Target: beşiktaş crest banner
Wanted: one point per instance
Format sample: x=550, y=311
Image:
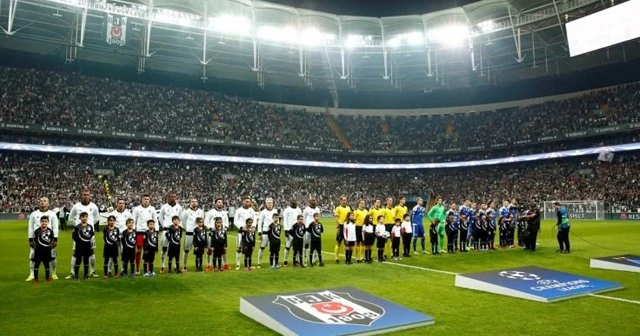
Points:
x=332, y=311
x=116, y=30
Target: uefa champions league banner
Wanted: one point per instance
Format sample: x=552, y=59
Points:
x=534, y=283
x=116, y=30
x=334, y=311
x=626, y=262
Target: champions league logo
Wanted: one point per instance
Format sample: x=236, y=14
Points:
x=329, y=307
x=545, y=284
x=519, y=275
x=113, y=236
x=45, y=237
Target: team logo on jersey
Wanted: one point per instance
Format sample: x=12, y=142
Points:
x=250, y=236
x=86, y=233
x=153, y=239
x=45, y=238
x=328, y=307
x=177, y=234
x=519, y=275
x=300, y=231
x=131, y=239
x=112, y=236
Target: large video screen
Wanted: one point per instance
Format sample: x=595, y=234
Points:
x=608, y=27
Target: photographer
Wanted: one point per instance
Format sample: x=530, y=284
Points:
x=532, y=227
x=563, y=228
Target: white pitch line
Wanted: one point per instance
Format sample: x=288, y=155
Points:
x=614, y=298
x=409, y=266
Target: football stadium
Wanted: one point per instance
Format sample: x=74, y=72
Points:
x=319, y=167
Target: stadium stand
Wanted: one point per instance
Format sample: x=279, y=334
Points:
x=58, y=99
x=26, y=177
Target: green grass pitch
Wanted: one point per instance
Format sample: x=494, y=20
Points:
x=207, y=303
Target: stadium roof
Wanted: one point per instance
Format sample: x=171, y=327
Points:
x=485, y=42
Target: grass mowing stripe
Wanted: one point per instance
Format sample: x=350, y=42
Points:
x=614, y=298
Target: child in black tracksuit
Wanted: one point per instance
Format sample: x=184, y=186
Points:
x=150, y=248
x=369, y=237
x=274, y=242
x=42, y=242
x=298, y=230
x=218, y=242
x=248, y=242
x=174, y=236
x=315, y=231
x=82, y=235
x=396, y=236
x=199, y=243
x=450, y=228
x=381, y=240
x=111, y=236
x=433, y=236
x=128, y=247
x=463, y=226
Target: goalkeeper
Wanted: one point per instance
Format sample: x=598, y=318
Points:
x=438, y=212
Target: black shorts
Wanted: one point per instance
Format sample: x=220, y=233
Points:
x=369, y=239
x=389, y=227
x=359, y=238
x=110, y=252
x=128, y=254
x=340, y=234
x=149, y=255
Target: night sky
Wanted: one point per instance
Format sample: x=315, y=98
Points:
x=375, y=8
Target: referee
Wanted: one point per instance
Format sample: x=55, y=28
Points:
x=563, y=228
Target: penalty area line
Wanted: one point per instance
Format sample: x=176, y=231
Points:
x=614, y=298
x=410, y=266
x=395, y=264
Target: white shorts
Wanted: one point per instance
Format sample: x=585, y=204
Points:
x=164, y=241
x=288, y=240
x=188, y=242
x=265, y=241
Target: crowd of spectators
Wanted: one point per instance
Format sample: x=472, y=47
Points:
x=149, y=145
x=59, y=99
x=26, y=177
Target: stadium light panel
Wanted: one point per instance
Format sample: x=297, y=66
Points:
x=452, y=36
x=486, y=26
x=354, y=41
x=394, y=42
x=286, y=34
x=414, y=38
x=314, y=37
x=175, y=17
x=230, y=24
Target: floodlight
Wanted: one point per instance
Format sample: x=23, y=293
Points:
x=230, y=24
x=394, y=42
x=312, y=36
x=414, y=38
x=450, y=36
x=353, y=41
x=486, y=26
x=287, y=34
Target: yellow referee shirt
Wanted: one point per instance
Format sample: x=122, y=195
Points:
x=374, y=213
x=400, y=211
x=360, y=215
x=389, y=215
x=341, y=213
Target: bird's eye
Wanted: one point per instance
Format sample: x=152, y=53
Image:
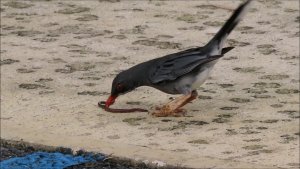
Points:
x=119, y=87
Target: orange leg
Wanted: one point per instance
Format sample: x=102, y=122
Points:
x=173, y=108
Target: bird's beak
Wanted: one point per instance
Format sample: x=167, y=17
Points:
x=110, y=100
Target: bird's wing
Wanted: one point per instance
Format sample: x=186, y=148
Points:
x=175, y=65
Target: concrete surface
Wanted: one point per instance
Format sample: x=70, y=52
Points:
x=58, y=59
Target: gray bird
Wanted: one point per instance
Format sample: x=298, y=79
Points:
x=177, y=73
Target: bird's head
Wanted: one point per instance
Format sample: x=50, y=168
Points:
x=122, y=84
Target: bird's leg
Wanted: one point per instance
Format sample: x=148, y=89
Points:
x=173, y=108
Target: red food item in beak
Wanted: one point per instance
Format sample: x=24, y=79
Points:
x=110, y=101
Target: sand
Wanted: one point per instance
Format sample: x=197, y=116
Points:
x=58, y=59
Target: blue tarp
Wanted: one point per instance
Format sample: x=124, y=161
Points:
x=43, y=160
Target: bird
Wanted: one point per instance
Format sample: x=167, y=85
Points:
x=178, y=73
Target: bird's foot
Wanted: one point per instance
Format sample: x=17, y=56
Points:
x=173, y=108
x=167, y=111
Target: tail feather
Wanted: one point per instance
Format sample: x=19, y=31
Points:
x=216, y=43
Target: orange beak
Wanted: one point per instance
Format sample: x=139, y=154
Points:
x=110, y=101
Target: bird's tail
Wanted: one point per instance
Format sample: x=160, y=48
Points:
x=215, y=45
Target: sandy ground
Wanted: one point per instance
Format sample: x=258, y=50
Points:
x=58, y=59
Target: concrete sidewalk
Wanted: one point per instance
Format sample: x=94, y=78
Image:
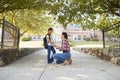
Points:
x=84, y=67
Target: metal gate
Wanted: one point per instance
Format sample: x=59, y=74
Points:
x=111, y=36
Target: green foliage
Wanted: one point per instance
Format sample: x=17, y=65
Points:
x=87, y=39
x=26, y=39
x=95, y=39
x=35, y=21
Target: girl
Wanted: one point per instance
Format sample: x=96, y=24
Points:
x=65, y=57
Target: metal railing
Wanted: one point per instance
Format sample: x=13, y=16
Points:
x=10, y=35
x=111, y=36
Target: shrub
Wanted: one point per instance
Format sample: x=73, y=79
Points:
x=87, y=39
x=26, y=39
x=95, y=39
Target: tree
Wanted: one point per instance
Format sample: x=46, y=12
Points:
x=34, y=21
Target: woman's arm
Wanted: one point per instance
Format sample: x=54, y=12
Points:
x=64, y=46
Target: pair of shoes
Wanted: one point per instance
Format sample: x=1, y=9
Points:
x=70, y=61
x=65, y=62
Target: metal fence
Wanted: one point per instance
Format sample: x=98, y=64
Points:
x=111, y=36
x=10, y=35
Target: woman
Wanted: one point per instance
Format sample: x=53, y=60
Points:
x=65, y=57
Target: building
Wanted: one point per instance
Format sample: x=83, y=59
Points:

+===+

## [Task description]
Give every line above again exactly, with no pictures.

## [Exercise output]
Target: beşiktaş crest banner
Wanted: one point per instance
Format sample: x=550, y=311
Image:
Points:
x=332, y=311
x=116, y=30
Target: uefa champions league banner
Wanted: one point per instance
Format sample: x=552, y=59
Points:
x=534, y=283
x=116, y=30
x=334, y=311
x=626, y=262
Target: champions league logo
Wanted: one point per instance
Format sample: x=236, y=14
Points:
x=329, y=307
x=545, y=284
x=519, y=275
x=113, y=236
x=45, y=237
Target: team logo on jersey
Wanted: one point per instance
Format sample: x=12, y=142
Points:
x=250, y=236
x=86, y=233
x=153, y=239
x=45, y=238
x=328, y=307
x=177, y=234
x=519, y=275
x=300, y=231
x=131, y=239
x=112, y=236
Target: large video screen
Wanted: one point per instance
Format sample: x=595, y=234
Points:
x=608, y=27
Target: photographer
Wanted: one point per instance
Format sample: x=530, y=284
Points:
x=532, y=227
x=563, y=228
Target: white pitch line
Wanted: one point per instance
Format sample: x=288, y=155
Points:
x=614, y=298
x=409, y=266
Target: football stadium
Wanted: one point per instance
Format sample: x=74, y=72
Points:
x=319, y=167
Target: stadium stand
Wanted: one point per instance
Format sample: x=279, y=334
Points:
x=58, y=99
x=26, y=177
Target: green grass pitch
Wanted: one point per instance
Format sample: x=494, y=20
Points:
x=207, y=303
Target: stadium roof
Wanted: one point per instance
Format sample: x=171, y=327
Points:
x=485, y=42
Target: grass mowing stripe
Wanted: one point per instance
Format sample: x=350, y=42
Points:
x=614, y=298
Target: child in black tracksuit
Wanted: one point per instance
Format sample: x=184, y=186
Points:
x=150, y=248
x=369, y=237
x=274, y=242
x=42, y=242
x=298, y=230
x=218, y=242
x=248, y=242
x=174, y=236
x=315, y=231
x=82, y=235
x=396, y=236
x=199, y=243
x=450, y=228
x=381, y=240
x=111, y=236
x=433, y=236
x=128, y=247
x=463, y=226
Target: goalkeeper
Wanted: one point per instance
Format sample: x=598, y=318
Points:
x=438, y=212
Target: black shorts
Wanted: one point per instance
Format sample: x=220, y=233
Points:
x=369, y=239
x=389, y=227
x=359, y=238
x=110, y=252
x=128, y=254
x=340, y=234
x=149, y=255
Target: night sky
Wanted: one point per instance
Format sample: x=315, y=98
Points:
x=375, y=8
Target: referee
Wanted: one point per instance
Format sample: x=55, y=28
Points:
x=563, y=228
Target: penalty area line
Wanted: one point per instance
Format sample: x=176, y=231
Points:
x=614, y=298
x=410, y=266
x=395, y=264
Target: white shorts
Wanted: one point per instance
Format sample: x=585, y=204
Points:
x=164, y=241
x=288, y=240
x=188, y=242
x=265, y=241
Target: crowd of spectators
Wanted: one point per instance
Format sample: x=472, y=47
Points:
x=149, y=145
x=59, y=99
x=26, y=177
Target: stadium light panel
Wanted: one point per instance
Format sample: x=297, y=66
Points:
x=452, y=36
x=486, y=26
x=354, y=41
x=394, y=42
x=286, y=34
x=414, y=38
x=314, y=37
x=175, y=17
x=230, y=24
Target: floodlight
Wanted: one point per instance
Format sample: x=23, y=293
Points:
x=230, y=24
x=394, y=42
x=312, y=36
x=414, y=38
x=450, y=36
x=353, y=41
x=486, y=26
x=287, y=34
Target: yellow referee shirt
Wanted: one point per instance
Format sample: x=122, y=195
Points:
x=374, y=213
x=400, y=211
x=360, y=215
x=389, y=215
x=341, y=213
Target: bird's eye
Wanted: one point per instance
Format sample: x=152, y=53
Image:
Points:
x=119, y=87
Target: orange leg
Wanted: one point per instance
Format sample: x=102, y=122
Points:
x=173, y=108
Target: bird's beak
Wanted: one point per instance
Format sample: x=167, y=17
Points:
x=110, y=100
Target: bird's wing
Wanted: one point per instance
Format sample: x=186, y=148
Points:
x=175, y=65
Target: concrete surface
Wanted: one point per instance
Format sample: x=70, y=52
Points:
x=58, y=59
Target: gray bird
Wanted: one point per instance
Format sample: x=298, y=79
Points:
x=177, y=73
Target: bird's head
Wanted: one point per instance
Format sample: x=50, y=168
Points:
x=122, y=84
Target: bird's leg
Wanted: one point per instance
Format sample: x=148, y=89
Points:
x=173, y=108
Target: red food item in beak
Wanted: one point per instance
Format sample: x=24, y=79
Points:
x=110, y=101
Target: sand
Wanted: one point per instance
Format sample: x=197, y=116
Points:
x=58, y=59
Target: blue tarp
Wanted: one point per instance
Format sample: x=124, y=161
Points:
x=43, y=160
Target: bird
Wanted: one point per instance
Format sample: x=167, y=85
Points:
x=178, y=73
Target: bird's foot
Wanted: one point per instance
Format sample: x=17, y=56
Points:
x=173, y=108
x=167, y=111
Target: tail feather
Wanted: one point per instance
Format sample: x=19, y=31
Points:
x=216, y=43
Target: orange beak
Wanted: one point per instance
Format sample: x=139, y=154
Points:
x=110, y=101
Target: bird's tail
Wanted: one point per instance
Format sample: x=160, y=48
Points:
x=215, y=45
Target: sandy ground
Wanted: one point per instance
Format sample: x=258, y=50
Points:
x=58, y=59
Target: concrete sidewalk
Wanted: one point per instance
Format sample: x=94, y=78
Image:
Points:
x=84, y=67
Target: metal gate
Wanted: one point per instance
Format sample: x=59, y=74
Points:
x=111, y=36
Target: green foliage
Wanted: one point per instance
Format sample: x=17, y=65
Points:
x=87, y=39
x=26, y=39
x=95, y=39
x=35, y=21
Target: girl
Wanted: one point per instance
Format sample: x=96, y=24
Points:
x=65, y=57
Target: metal railing
Wanted: one point per instance
Format sample: x=13, y=16
Points:
x=10, y=35
x=111, y=36
Target: shrub
Wanted: one point per instance
Format sample: x=73, y=79
Points:
x=87, y=39
x=26, y=39
x=95, y=39
Target: tree
Wanted: one point per instance
Format sample: x=46, y=12
Points:
x=34, y=21
Target: woman's arm
Wanted: one point per instance
Format sample: x=54, y=12
Points:
x=64, y=46
Target: pair of shoes
Wanted: one point per instance
Format sample: x=1, y=9
Points:
x=70, y=61
x=65, y=62
Target: metal fence
Wanted: one point per instance
Format sample: x=98, y=64
Points:
x=111, y=36
x=10, y=35
Target: woman
Wanted: one point per instance
Format sample: x=53, y=60
Points:
x=65, y=57
Target: building
Wanted: one point per instance
Format sample: x=83, y=59
Points:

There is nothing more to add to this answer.